### RECORD SET:
● ● ● ● ●

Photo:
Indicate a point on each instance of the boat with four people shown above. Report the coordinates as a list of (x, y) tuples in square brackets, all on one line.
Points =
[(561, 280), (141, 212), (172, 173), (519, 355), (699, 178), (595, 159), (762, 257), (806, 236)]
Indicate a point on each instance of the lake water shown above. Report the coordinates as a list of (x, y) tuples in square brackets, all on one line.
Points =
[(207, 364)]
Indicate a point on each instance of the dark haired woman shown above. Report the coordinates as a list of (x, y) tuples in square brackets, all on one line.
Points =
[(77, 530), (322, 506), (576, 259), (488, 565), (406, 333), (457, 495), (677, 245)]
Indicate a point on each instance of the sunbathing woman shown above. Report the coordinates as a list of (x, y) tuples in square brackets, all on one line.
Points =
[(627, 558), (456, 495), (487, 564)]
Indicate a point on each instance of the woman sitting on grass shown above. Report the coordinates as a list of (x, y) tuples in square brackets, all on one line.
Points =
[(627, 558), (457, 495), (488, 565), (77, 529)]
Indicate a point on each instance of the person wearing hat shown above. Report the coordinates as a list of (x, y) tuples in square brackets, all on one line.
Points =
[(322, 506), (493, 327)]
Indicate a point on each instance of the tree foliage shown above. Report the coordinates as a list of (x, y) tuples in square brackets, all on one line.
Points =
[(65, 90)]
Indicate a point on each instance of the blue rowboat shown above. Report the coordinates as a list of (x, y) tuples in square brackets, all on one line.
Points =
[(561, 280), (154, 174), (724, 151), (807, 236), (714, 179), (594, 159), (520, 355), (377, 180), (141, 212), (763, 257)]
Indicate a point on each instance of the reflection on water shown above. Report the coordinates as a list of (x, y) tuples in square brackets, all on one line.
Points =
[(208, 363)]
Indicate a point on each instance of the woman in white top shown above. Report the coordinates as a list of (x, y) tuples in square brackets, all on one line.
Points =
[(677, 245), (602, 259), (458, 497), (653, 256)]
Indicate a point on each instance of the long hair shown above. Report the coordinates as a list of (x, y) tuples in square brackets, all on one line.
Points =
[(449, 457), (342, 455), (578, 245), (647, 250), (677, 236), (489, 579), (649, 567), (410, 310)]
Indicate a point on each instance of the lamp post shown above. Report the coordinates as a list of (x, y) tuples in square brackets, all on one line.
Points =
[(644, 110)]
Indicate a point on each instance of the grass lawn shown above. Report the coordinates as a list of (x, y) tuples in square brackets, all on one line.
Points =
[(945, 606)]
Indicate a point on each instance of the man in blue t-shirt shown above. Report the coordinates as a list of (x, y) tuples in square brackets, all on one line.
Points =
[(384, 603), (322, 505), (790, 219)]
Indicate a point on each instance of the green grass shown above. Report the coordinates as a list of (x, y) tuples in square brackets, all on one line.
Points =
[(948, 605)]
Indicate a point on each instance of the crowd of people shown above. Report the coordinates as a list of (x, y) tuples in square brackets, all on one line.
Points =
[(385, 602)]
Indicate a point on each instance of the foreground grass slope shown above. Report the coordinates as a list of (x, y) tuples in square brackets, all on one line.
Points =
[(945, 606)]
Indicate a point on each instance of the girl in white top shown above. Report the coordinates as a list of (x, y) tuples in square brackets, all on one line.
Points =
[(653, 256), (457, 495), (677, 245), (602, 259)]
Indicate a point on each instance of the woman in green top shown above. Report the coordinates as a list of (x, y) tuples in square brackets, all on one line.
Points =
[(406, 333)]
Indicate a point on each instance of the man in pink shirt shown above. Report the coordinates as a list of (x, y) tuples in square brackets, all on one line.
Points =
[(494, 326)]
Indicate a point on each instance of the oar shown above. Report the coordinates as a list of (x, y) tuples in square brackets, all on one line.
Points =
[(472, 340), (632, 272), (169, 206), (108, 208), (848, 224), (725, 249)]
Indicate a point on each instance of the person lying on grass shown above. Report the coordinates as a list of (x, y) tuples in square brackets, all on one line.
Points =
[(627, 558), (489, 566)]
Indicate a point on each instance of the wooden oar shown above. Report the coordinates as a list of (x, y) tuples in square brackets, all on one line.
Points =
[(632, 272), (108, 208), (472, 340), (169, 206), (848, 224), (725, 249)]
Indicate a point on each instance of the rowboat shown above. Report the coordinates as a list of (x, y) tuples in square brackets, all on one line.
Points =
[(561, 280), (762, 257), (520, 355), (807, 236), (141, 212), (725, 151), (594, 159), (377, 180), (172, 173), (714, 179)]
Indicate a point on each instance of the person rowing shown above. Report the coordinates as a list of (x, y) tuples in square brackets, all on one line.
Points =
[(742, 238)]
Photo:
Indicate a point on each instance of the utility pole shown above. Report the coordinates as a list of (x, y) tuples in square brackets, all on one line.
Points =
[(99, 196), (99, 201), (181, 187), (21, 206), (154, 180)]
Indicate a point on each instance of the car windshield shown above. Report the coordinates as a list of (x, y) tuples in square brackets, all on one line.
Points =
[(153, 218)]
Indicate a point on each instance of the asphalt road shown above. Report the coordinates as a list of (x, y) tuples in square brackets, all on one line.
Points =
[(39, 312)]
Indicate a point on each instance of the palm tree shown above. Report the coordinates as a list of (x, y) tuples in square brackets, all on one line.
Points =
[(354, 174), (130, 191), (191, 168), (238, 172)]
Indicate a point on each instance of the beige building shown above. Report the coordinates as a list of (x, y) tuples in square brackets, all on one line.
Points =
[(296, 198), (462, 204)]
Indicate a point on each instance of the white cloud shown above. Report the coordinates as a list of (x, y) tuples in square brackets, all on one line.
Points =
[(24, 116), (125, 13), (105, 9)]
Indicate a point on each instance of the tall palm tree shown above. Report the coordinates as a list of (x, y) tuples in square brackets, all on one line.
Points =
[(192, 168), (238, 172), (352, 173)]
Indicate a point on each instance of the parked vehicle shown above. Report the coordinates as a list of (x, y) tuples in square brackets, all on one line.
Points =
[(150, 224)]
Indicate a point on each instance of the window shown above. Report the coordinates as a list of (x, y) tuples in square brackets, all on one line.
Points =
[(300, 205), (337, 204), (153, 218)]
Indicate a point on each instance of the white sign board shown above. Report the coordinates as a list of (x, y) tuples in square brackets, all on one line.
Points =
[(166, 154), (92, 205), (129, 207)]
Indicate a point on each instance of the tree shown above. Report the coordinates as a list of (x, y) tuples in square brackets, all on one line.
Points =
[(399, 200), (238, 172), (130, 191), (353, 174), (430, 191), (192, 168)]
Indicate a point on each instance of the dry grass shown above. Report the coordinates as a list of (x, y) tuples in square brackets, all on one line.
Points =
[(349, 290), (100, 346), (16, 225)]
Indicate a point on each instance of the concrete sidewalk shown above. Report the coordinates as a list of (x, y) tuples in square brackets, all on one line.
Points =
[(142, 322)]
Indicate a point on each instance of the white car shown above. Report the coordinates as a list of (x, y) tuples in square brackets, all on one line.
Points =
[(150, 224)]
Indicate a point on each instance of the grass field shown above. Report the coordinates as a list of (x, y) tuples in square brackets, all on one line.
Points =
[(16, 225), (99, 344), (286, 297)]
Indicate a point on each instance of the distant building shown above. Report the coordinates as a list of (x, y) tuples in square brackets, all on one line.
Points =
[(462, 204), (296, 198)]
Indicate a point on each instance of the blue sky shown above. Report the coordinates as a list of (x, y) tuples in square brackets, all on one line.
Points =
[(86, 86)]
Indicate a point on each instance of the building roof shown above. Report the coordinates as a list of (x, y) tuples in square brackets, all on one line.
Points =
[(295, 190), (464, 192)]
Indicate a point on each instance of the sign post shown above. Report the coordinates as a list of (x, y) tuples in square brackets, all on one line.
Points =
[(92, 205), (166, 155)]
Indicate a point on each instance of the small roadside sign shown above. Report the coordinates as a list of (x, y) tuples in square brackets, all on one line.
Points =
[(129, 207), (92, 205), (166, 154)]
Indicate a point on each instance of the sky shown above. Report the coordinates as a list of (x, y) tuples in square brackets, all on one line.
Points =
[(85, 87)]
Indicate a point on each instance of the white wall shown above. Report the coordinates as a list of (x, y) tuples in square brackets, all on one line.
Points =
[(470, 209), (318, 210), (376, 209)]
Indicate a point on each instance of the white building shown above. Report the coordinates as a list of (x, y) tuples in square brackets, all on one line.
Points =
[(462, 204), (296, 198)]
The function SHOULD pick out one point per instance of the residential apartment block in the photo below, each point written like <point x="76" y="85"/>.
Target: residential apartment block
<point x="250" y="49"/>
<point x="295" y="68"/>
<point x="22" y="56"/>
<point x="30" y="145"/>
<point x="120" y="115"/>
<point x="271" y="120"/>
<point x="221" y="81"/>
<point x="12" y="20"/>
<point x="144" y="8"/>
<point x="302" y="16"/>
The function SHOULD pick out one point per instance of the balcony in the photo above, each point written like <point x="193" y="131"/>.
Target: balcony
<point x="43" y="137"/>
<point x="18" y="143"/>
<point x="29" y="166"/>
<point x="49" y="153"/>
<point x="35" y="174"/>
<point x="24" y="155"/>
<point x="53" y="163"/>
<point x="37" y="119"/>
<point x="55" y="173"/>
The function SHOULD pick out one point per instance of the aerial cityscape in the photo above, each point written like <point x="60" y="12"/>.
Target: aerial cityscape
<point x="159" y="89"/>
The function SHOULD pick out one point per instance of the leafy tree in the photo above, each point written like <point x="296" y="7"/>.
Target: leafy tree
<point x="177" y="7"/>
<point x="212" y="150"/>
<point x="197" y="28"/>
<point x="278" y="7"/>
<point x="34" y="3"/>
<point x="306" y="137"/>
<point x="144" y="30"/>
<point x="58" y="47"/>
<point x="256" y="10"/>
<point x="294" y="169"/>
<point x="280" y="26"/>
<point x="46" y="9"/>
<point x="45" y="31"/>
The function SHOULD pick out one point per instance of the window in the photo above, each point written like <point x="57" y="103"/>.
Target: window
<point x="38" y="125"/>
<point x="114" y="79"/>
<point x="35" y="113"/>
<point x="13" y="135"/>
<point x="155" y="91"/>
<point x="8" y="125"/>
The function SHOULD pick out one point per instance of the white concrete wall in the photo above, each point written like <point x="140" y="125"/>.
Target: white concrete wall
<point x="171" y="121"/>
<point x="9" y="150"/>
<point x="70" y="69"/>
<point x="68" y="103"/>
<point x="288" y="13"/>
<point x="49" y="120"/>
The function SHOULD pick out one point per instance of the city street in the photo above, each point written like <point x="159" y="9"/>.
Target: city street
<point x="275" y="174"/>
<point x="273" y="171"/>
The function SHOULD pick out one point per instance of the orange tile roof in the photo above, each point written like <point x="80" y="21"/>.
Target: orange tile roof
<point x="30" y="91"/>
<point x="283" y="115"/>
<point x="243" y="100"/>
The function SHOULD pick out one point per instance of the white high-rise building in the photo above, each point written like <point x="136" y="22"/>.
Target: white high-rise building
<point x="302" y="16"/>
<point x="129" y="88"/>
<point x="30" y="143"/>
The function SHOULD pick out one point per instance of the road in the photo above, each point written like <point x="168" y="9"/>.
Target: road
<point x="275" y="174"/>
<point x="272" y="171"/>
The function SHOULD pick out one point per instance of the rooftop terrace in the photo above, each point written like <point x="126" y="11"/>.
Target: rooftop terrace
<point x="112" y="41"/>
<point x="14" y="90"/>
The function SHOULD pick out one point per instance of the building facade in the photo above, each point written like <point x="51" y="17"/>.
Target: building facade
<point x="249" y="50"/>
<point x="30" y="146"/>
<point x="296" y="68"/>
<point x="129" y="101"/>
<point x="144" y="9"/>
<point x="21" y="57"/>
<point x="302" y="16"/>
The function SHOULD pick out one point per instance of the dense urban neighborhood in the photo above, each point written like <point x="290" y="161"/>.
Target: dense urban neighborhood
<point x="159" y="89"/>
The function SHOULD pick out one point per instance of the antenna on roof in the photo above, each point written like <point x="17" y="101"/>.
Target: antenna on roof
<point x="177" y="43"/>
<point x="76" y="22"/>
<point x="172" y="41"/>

● ● ● ● ●

### GOAL OF THE EXERCISE:
Print, without alteration, only the lines above between the one holding "Indicate a point on each instance of the wooden" and the one holding "Indicate a point on each instance of the utility", inclusive.

### OUTPUT FOR THIS TASK:
Indicate a point on each instance of the wooden oar shown above. Report the coordinates as a list of (x, y) tuples in square brackets, all on one line.
Points =
[(632, 272), (108, 208), (472, 340), (169, 206), (848, 224), (725, 249)]
Indicate a point on each instance of the rowboat shown above. Report the coordinates as a list of (x, y) tuples in square brackets, all on one line.
Points =
[(561, 280), (762, 257), (520, 355), (807, 236), (141, 212), (725, 151), (594, 159), (377, 180), (172, 173), (714, 179)]
Indicate a point on each instance of the person rowing shown above. Report the coordinates as a list of (x, y) tuples in square brackets, all on one line.
Points =
[(742, 238)]
Photo:
Indicate a point on each instance of the utility pole shown above. Report the coordinates as a list of (x, y) tuples in square brackets, all on one line.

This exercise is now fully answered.